-- start EXTRACT PROVIDED --
I am very new to Spring.
I am working with version 4.3.9.RELEASE of Spring MVC, 4.2.3.RELEASE of Spring Security.
I am using the built in login of spring with a little customization, here is my configure
#Configuration
#EnableWebSecurity
public class WebSecurityConfig extends WebSecurityConfigurerAdapter {
#Autowired
private UserDetailsService myUserService;
#Autowired
public void configureGlobal(AuthenticationManagerBuilder auth) throws Exception {
auth
.userDetailsService(myUserService);
}
#Override
protected void configure(HttpSecurity http) throws Exception {
http
.authorizeRequests()
.antMatchers("/resources/**").permitAll()
.anyRequest().authenticated()
.and()
.formLogin()
.loginPage("/login")
.permitAll()
.and()
.rememberMe()
.alwaysRemember(true)
.and()
.logout()
.permitAll();
}
}
Why users can access login page after they logged in successfully? I tried to learn from the questions that are the same like mine, but none of them works with me.
This solution doesn't work with me:
<sec:authorize access="isAuthenticated()">
<% response.sendRedirect(request.getContextPath()); %>
</sec:authorize>
I am using Apache Tiles, I have is_authenticated.jsp with that part. and this is the tiles.xml:
<?xml version="1.0" encoding="UTF-8"?>
<!DOCTYPE tiles-definitions PUBLIC
"-//Apache Software Foundation//DTD Tiles Configuration 3.0//EN"
"http://tiles.apache.org/dtds/tiles-config_3_0.dtd">
<tiles-definitions>
<definition name="base" template="/WEB-INF/layouts/page.jsp">
<put-attribute name="pageHeader" value="/WEB-INF/layouts/page_header.jsp"></put-attribute>
<put-attribute name="pageFooter" value="/WEB-INF/layouts/page_footer.jsp"></put-attribute>
</definition>
<definition name="login" extends="base">
<put-attribute name="isAuthenticated" value="/WEB-INF/views/is_authenticated.jsp"></put-attribute>
<put-attribute name="pageBody" value="/WEB-INF/views/login.jsp"></put-attribute>
</definition>
<definition name="home" extends="base">
<put-attribute name="isAuthenticated" value=""></put-attribute>
<put-attribute name="pageBody" value="/WEB-INF/views/home.jsp"></put-attribute>
...
</tiles-definitions>
and here is page.jsp
<!DOCTYPE>
<html>
<head>
<t:insertAttribute name="isAuthenticated"></t:insertAttribute>
...
</head>
<body>
<!-- Page Layout HTML -->
<header id="pageHeader">
<t:insertAttribute name="pageHeader"></t:insertAttribute>
</header>
<main id="pageBody">
<t:insertAttribute name="pageBody"></t:insertAttribute>
</main>
...
-- end EXTRACT PROVIDED --
-- start LISTED RECORDS --
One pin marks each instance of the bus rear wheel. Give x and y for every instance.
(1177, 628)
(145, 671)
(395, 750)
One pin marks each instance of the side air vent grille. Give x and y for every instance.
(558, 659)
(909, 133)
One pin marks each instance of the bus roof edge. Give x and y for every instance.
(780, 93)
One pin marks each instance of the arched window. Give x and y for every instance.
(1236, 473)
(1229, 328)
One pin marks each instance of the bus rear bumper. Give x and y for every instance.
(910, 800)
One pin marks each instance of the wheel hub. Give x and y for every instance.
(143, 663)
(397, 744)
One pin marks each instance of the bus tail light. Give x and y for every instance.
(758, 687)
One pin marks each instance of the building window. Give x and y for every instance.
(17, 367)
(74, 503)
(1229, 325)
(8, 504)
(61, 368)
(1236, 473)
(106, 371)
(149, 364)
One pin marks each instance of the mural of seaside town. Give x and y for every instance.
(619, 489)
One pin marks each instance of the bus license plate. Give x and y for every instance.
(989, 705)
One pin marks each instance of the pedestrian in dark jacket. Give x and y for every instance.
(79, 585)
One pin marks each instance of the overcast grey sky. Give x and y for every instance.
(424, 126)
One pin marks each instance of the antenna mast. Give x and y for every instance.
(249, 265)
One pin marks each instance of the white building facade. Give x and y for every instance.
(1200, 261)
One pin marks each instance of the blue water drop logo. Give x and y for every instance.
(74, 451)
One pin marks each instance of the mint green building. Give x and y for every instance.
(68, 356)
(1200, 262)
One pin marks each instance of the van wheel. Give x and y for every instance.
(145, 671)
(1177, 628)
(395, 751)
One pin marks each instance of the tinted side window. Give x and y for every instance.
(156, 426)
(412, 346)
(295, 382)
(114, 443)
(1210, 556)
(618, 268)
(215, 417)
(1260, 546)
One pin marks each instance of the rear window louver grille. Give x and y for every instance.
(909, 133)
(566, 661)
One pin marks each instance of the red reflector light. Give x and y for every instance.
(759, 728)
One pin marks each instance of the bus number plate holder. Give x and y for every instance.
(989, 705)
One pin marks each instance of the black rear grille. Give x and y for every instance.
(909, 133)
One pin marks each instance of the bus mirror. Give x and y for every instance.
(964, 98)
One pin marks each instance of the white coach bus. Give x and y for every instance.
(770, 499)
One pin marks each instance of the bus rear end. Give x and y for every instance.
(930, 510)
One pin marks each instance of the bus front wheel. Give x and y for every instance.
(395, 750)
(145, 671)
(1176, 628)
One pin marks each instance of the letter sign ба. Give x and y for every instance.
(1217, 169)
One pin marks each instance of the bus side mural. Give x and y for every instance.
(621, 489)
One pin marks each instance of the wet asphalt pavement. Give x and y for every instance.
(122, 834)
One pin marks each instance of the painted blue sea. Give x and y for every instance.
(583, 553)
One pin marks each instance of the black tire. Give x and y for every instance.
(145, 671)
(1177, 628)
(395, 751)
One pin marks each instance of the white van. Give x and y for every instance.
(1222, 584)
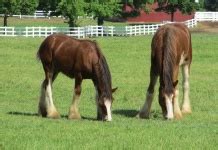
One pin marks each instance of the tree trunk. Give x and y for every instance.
(5, 20)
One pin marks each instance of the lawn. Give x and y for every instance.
(129, 61)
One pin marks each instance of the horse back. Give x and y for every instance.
(68, 55)
(175, 38)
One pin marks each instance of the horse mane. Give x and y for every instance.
(104, 73)
(169, 60)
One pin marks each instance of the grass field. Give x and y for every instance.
(129, 60)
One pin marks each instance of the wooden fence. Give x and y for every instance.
(206, 16)
(87, 31)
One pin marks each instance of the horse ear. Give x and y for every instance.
(114, 89)
(175, 83)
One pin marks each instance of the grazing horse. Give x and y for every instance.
(171, 48)
(79, 59)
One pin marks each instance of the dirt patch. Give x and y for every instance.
(210, 27)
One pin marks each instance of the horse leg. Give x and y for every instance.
(99, 112)
(177, 111)
(74, 111)
(145, 110)
(186, 108)
(46, 105)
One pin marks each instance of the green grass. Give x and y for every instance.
(129, 60)
(53, 22)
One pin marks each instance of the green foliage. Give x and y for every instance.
(171, 6)
(211, 5)
(71, 9)
(129, 62)
(48, 5)
(9, 7)
(103, 9)
(28, 7)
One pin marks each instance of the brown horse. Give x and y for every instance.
(79, 59)
(171, 48)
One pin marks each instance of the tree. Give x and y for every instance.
(211, 5)
(171, 6)
(102, 9)
(48, 5)
(71, 9)
(28, 7)
(8, 8)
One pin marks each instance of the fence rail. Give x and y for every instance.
(87, 31)
(206, 16)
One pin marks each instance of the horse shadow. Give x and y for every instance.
(126, 112)
(30, 114)
(130, 113)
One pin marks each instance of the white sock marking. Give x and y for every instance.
(107, 103)
(169, 106)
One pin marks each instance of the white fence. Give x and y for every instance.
(37, 14)
(88, 31)
(206, 16)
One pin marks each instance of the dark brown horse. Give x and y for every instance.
(171, 48)
(79, 59)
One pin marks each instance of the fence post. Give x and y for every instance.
(26, 34)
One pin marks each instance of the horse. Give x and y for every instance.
(171, 49)
(77, 59)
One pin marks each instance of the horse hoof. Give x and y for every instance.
(54, 115)
(178, 116)
(74, 116)
(142, 115)
(186, 111)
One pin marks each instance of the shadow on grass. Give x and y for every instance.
(22, 113)
(36, 114)
(126, 112)
(133, 113)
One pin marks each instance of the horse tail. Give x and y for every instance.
(104, 72)
(44, 52)
(169, 60)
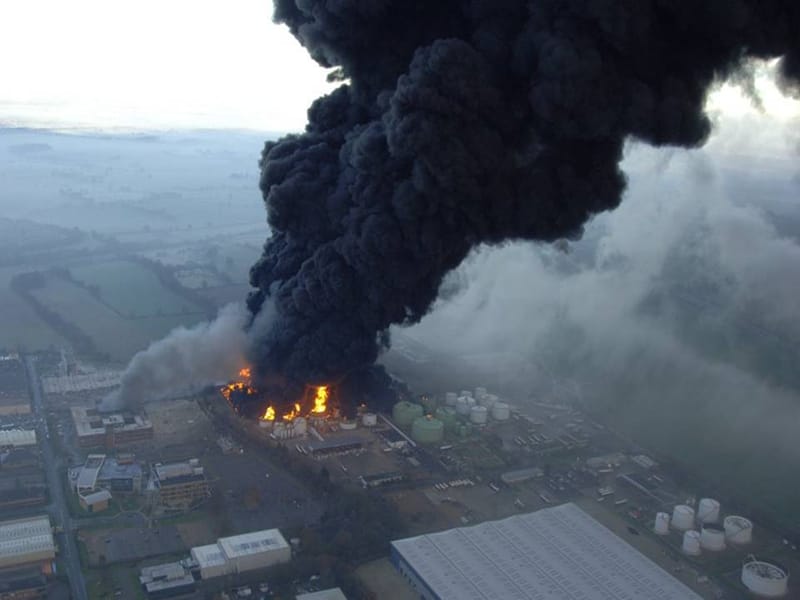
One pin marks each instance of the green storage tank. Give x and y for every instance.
(405, 412)
(427, 430)
(429, 404)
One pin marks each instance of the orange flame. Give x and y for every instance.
(321, 400)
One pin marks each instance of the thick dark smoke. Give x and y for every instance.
(465, 123)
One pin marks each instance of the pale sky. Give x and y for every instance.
(150, 64)
(155, 64)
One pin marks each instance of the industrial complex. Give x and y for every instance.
(558, 552)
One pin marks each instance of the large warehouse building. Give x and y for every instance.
(558, 552)
(26, 542)
(240, 553)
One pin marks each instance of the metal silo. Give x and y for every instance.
(738, 530)
(478, 415)
(691, 543)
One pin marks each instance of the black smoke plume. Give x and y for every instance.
(470, 122)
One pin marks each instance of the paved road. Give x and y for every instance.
(58, 506)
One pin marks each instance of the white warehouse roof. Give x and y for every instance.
(208, 556)
(558, 552)
(252, 543)
(24, 537)
(17, 437)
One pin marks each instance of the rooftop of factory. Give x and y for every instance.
(88, 421)
(25, 536)
(98, 496)
(166, 576)
(330, 594)
(333, 444)
(252, 543)
(17, 437)
(558, 552)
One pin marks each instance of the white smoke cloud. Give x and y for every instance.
(187, 359)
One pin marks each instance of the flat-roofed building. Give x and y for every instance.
(17, 438)
(26, 542)
(559, 552)
(166, 580)
(109, 430)
(210, 561)
(14, 398)
(329, 594)
(241, 553)
(180, 485)
(23, 584)
(334, 447)
(95, 501)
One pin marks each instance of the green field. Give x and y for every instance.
(20, 326)
(113, 336)
(132, 289)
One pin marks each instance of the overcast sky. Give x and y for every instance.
(153, 64)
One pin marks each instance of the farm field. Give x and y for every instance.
(115, 336)
(132, 289)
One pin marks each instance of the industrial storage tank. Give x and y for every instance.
(712, 537)
(447, 415)
(489, 400)
(427, 430)
(501, 411)
(708, 510)
(683, 517)
(405, 412)
(661, 526)
(478, 415)
(691, 543)
(429, 404)
(738, 530)
(463, 405)
(765, 579)
(300, 425)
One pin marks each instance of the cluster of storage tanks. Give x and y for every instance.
(428, 421)
(702, 531)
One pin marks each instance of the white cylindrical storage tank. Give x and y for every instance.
(489, 400)
(691, 543)
(683, 517)
(300, 426)
(501, 411)
(738, 530)
(765, 579)
(478, 414)
(661, 526)
(712, 537)
(708, 510)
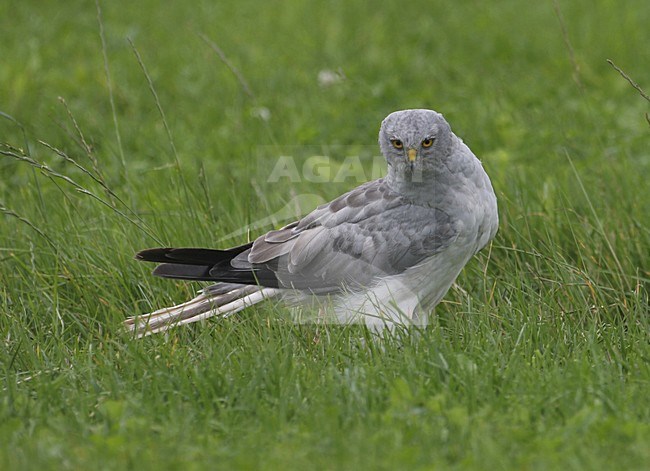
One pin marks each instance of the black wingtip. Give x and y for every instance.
(153, 255)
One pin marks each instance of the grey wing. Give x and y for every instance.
(364, 234)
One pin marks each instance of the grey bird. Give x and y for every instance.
(383, 254)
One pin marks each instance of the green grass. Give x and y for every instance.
(538, 359)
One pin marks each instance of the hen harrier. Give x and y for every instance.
(384, 253)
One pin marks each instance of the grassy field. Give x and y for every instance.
(133, 131)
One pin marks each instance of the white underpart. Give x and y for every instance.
(202, 307)
(405, 299)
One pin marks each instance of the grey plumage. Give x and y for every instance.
(384, 253)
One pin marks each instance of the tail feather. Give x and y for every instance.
(212, 301)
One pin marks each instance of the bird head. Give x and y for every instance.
(415, 142)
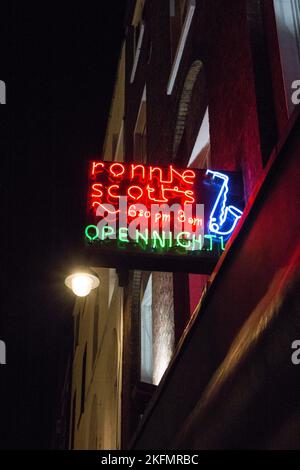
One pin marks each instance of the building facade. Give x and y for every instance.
(167, 360)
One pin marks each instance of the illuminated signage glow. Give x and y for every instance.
(166, 211)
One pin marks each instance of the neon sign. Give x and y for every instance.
(166, 211)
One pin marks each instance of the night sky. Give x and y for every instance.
(59, 63)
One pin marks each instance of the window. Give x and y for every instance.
(181, 15)
(73, 421)
(146, 334)
(287, 14)
(138, 39)
(140, 132)
(76, 329)
(200, 157)
(96, 326)
(83, 380)
(177, 16)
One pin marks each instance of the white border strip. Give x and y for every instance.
(137, 53)
(181, 45)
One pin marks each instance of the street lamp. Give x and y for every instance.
(82, 282)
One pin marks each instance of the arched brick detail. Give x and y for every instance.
(184, 103)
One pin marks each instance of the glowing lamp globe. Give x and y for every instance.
(82, 283)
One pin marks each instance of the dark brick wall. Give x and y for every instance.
(236, 42)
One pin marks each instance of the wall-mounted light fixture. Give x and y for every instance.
(82, 282)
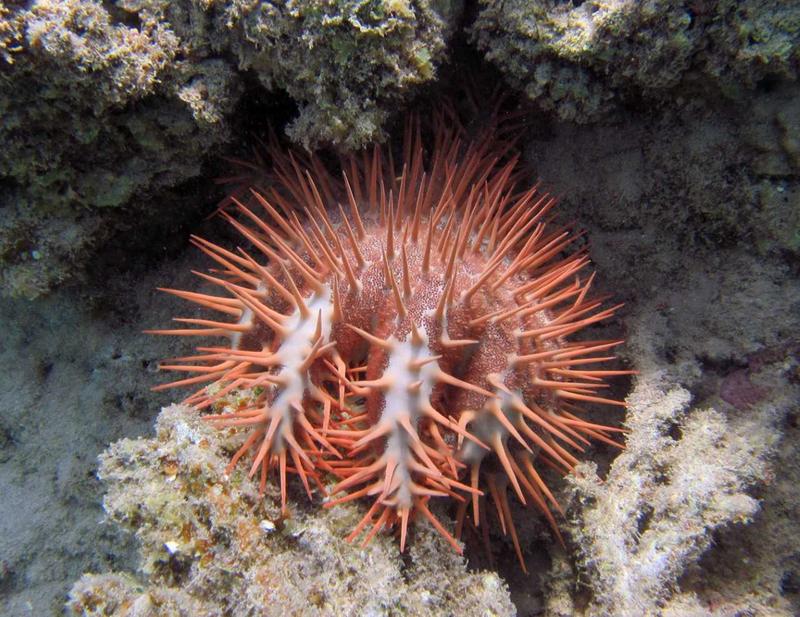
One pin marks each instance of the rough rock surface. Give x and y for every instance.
(211, 546)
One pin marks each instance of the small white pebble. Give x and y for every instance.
(172, 547)
(267, 526)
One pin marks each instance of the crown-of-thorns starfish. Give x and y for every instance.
(410, 331)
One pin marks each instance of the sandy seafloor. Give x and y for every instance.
(75, 370)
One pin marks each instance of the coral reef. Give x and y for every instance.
(106, 104)
(427, 349)
(581, 60)
(686, 474)
(211, 545)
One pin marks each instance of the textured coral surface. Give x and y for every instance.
(211, 545)
(105, 103)
(415, 342)
(582, 59)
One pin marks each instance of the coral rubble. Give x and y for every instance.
(582, 59)
(105, 104)
(210, 545)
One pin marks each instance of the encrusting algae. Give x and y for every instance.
(410, 327)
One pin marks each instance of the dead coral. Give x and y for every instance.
(684, 474)
(583, 59)
(210, 545)
(104, 104)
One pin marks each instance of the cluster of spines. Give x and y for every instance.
(382, 420)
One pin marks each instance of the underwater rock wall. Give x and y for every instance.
(107, 104)
(210, 545)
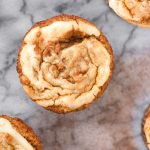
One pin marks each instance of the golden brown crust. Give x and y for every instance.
(146, 127)
(134, 12)
(24, 130)
(103, 40)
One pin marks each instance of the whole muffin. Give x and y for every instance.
(64, 63)
(16, 135)
(133, 11)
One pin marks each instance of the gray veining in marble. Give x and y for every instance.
(114, 123)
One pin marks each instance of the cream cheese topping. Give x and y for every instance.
(20, 143)
(70, 76)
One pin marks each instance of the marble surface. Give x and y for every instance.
(114, 123)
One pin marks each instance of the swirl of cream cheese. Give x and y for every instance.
(64, 63)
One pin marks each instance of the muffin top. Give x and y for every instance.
(133, 10)
(11, 139)
(64, 62)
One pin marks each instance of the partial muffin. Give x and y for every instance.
(146, 128)
(16, 135)
(133, 11)
(64, 63)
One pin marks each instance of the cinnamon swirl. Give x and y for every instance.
(64, 63)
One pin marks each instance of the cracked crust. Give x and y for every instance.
(134, 12)
(24, 130)
(82, 36)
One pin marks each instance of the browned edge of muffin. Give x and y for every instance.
(103, 40)
(26, 131)
(146, 115)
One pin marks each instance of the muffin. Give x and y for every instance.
(16, 135)
(64, 63)
(146, 128)
(134, 11)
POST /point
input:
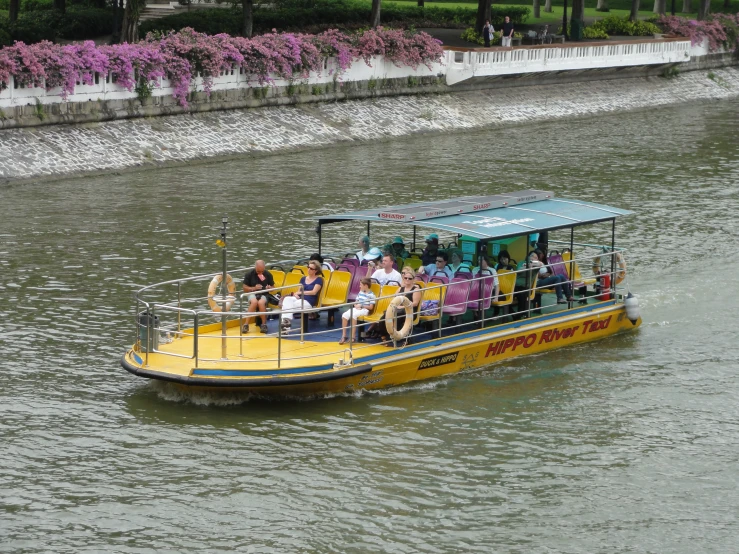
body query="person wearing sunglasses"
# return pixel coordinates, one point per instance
(439, 267)
(308, 298)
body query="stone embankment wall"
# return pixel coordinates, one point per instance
(62, 150)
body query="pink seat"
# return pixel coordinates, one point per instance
(487, 294)
(457, 293)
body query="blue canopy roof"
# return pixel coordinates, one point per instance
(508, 215)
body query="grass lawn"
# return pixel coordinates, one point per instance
(555, 16)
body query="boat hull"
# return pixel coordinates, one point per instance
(381, 367)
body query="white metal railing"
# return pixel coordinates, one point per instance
(462, 66)
(103, 88)
(598, 256)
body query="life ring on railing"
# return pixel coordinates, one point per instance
(216, 306)
(621, 271)
(390, 315)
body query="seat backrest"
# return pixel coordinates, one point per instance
(457, 294)
(487, 293)
(439, 279)
(278, 276)
(557, 265)
(506, 284)
(337, 288)
(433, 292)
(354, 287)
(292, 281)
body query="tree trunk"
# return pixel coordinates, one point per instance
(483, 13)
(130, 26)
(704, 8)
(375, 14)
(13, 10)
(247, 29)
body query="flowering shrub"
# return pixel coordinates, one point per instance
(182, 56)
(720, 29)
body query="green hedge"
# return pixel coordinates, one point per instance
(77, 24)
(342, 14)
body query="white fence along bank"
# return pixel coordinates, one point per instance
(455, 67)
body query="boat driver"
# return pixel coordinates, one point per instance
(256, 280)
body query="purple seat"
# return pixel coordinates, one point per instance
(487, 294)
(457, 294)
(439, 279)
(350, 261)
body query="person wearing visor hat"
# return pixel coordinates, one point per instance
(428, 256)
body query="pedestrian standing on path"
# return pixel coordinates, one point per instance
(487, 33)
(507, 32)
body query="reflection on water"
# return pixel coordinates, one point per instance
(627, 442)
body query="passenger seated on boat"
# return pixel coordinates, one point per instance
(503, 261)
(363, 247)
(428, 256)
(484, 270)
(385, 273)
(397, 249)
(439, 267)
(412, 291)
(311, 285)
(364, 304)
(256, 280)
(547, 278)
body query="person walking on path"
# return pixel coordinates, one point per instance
(487, 33)
(507, 32)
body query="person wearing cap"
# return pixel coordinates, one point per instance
-- end LISTED RECORDS --
## PROBLEM SET
A - List every JSP path given as a put-attribute value in the tiles.xml of the Spring Security question.
B - Answer these from the Spring Security question:
(i) Which version of Spring MVC is in use?
(ii) What path is passed to loginPage in the configure method?
(iii) Which JSP file contains the sec:authorize snippet?
C - Condense the paragraph of the Spring Security question that begins "Why users can access login page" into a single shorter sentence.
The entries have nothing to do with what is asked here.

## ANSWERS
A -
/WEB-INF/layouts/page_header.jsp
/WEB-INF/layouts/page_footer.jsp
/WEB-INF/views/is_authenticated.jsp
/WEB-INF/views/login.jsp
/WEB-INF/views/home.jsp

B -
(i) 4.3.9.RELEASE
(ii) "/login"
(iii) is_authenticated.jsp

C - Users can still open the login page after a successful login, and none of the fixes from similar questions have worked.